→ What you are asked to do
Out of the data below, copy every line with the string "stump".

#### Material supplied ####

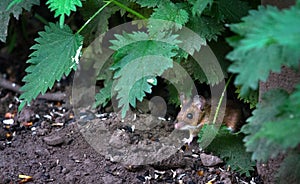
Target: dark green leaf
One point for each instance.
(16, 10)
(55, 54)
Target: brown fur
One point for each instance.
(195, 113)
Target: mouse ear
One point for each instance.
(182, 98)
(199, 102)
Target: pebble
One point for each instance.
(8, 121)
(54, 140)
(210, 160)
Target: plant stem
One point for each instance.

####
#### Material supplied ####

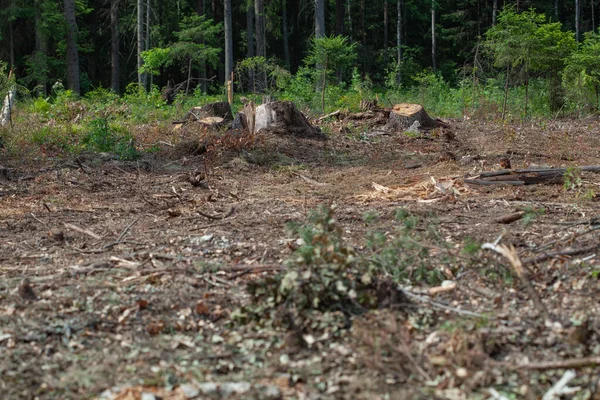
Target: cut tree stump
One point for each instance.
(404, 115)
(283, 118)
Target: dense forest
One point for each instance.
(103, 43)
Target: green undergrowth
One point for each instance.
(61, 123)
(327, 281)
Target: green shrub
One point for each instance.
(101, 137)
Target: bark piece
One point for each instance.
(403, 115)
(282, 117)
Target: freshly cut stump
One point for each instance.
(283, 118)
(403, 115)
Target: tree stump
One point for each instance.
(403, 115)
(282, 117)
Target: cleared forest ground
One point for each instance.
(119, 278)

####

→ Result
Target: cut tree stump
Target: freshly cut stump
Target: tree stump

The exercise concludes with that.